▸ What is being asked: Please return the records below exactly as they stand.

─── Exercise material ───

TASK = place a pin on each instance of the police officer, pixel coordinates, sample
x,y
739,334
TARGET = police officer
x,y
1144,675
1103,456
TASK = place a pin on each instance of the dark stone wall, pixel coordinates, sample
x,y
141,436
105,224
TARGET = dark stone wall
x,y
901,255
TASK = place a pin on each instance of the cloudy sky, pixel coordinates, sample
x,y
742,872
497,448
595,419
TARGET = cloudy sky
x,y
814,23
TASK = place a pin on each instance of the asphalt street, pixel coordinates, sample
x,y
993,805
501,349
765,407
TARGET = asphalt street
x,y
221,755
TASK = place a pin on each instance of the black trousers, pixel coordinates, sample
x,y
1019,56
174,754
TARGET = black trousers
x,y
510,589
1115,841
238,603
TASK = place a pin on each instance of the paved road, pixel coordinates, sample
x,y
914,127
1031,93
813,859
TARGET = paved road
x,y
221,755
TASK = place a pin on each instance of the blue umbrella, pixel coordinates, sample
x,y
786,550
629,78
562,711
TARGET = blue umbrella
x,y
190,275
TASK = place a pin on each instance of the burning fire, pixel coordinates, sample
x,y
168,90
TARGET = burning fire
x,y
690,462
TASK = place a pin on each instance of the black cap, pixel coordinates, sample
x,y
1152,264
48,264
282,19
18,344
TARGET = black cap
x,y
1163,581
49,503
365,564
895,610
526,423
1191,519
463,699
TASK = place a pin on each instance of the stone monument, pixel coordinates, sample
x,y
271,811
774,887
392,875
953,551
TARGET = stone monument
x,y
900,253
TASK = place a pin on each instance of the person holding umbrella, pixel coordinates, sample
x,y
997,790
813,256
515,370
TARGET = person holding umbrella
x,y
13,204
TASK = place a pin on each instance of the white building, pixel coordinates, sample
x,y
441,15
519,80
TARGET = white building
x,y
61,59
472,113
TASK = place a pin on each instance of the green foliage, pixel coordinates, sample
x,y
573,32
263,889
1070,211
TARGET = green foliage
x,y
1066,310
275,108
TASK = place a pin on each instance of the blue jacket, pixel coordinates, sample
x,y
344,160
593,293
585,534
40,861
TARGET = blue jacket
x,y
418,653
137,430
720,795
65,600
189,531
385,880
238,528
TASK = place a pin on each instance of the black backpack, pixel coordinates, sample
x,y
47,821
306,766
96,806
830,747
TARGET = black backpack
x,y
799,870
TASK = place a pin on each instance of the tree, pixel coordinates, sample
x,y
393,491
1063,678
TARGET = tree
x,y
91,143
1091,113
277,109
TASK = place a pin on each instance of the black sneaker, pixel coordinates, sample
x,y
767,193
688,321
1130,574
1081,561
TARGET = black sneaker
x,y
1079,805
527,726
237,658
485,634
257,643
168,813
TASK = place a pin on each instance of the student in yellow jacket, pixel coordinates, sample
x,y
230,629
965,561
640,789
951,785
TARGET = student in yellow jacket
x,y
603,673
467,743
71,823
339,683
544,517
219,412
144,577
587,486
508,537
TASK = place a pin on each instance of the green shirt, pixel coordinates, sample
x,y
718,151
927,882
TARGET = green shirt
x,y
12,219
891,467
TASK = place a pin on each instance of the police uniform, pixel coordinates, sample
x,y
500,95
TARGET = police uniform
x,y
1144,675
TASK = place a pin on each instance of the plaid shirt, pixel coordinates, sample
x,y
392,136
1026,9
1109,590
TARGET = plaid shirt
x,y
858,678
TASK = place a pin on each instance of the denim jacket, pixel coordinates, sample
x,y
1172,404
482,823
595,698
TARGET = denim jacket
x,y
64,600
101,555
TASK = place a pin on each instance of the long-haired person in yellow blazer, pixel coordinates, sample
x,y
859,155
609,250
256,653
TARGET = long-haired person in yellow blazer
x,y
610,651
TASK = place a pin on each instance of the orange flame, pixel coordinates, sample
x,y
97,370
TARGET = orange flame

───

▸ Task solution:
TASK = place a pin on each instance of the police officer, pixel coordinates, sample
x,y
739,334
TARGET = police officer
x,y
1144,675
1103,456
TASK = place a pin on each instance of the dark stone wall, pixel coordinates, sample
x,y
141,436
105,224
TARGET = dark stone wall
x,y
901,255
TASK = place a pin on each instance of the cloudy sky, pixel coordinates, sample
x,y
742,872
497,448
595,419
TARGET = cloudy sky
x,y
814,23
TASK = place a pin on each instance of the asphalt street, pixel coordinates, sample
x,y
993,805
501,349
765,407
TARGET = asphalt street
x,y
221,755
TASK = place a pin on each instance of the black trousers, pixel coordinates, sample
x,y
1019,56
174,754
TARGET = black trousers
x,y
510,589
1115,841
238,603
TASK = place a pin on each instance of the paved road, pixel coordinates, sample
x,y
914,127
1031,93
813,859
TARGET = paved road
x,y
221,755
TASK = place a pin on each instance of the blue umbrella, pixel coordinates, sample
x,y
786,550
629,78
562,711
TARGET = blue umbrella
x,y
190,275
TASK = place a pin on each instance of the burning fire, pixel coordinates, sample
x,y
168,90
TARGET = burning fire
x,y
690,462
TASK = place a pin on each instance of the black cap, pixel coordinates, sample
x,y
1152,264
48,264
282,19
18,344
TARGET = black cap
x,y
1163,581
49,503
365,564
895,610
526,423
1191,519
463,699
TASK = place a pin on each instance of the stone monument, pixel coordinates, sample
x,y
271,811
774,887
392,875
953,551
TARGET = stone monument
x,y
900,253
TASK = place a pin on each instance of the person holding umbrella, pixel coordinates, sample
x,y
997,790
813,256
515,370
TARGET = person holding umbrella
x,y
13,204
TASK = place a pin on each instance of the white building, pixel coordinates, sample
x,y
441,15
519,80
TARGET = white building
x,y
61,59
472,113
TASK = place a pin on each instance of the green foliage, pixel coordinates, sample
x,y
573,32
263,889
1070,211
TARGET = green foliage
x,y
1066,310
275,108
TASK = place a pin on each instance of the blue jacket, pixel coordinates, sample
x,y
344,160
593,293
585,534
40,861
TARGET = blue jacket
x,y
418,653
137,430
720,795
65,600
189,531
385,880
238,528
TASK = place a pin on each instance of the black backpack, pixel coordinates, sample
x,y
47,821
306,766
96,806
830,747
TARGET = black backpack
x,y
799,870
TASK = place a pin on each instance of the tree, pixel coordinates, sample
x,y
393,491
1063,678
TARGET = tree
x,y
91,143
1091,113
277,109
TASK = place a pin on each instance of the black sneaker, pixel coordinates, sample
x,y
767,193
688,321
1130,574
1081,561
TARGET = black sneaker
x,y
1079,805
527,726
237,658
485,634
257,643
168,813
TASK = place a pin on each instance of the student in yellow jacket, pixel coordinates, sample
x,y
230,629
965,561
640,789
951,785
TARGET = student in yellow jacket
x,y
603,673
467,743
71,823
339,683
544,517
219,412
144,577
587,486
508,537
TASK = place a pin on each instance of the green shirt, pixel coordinates, sample
x,y
718,151
927,882
TARGET = green shirt
x,y
12,219
891,467
TASK = place a pin on each instance of the police uniform, pixel coordinates, sample
x,y
500,95
TARGET = police uniform
x,y
1144,675
TASK = place a pin on each instance of the plaid shirt, pixel coordinates, sample
x,y
392,136
1026,9
1109,590
TARGET = plaid shirt
x,y
858,678
TASK = place a pin on each instance of the denim jacket, pixel coordinates, sample
x,y
1172,404
482,823
595,698
TARGET = denim jacket
x,y
64,600
101,555
TASK = place a pin on each instance of the long-haired person in yellow blazer, pixel coordinates, sample
x,y
859,155
609,250
256,653
TARGET = long-haired person in yellow blazer
x,y
610,651
TASK = place a pin on each instance of the orange flame, pixel coordinates, sample
x,y
97,370
TARGET = orange flame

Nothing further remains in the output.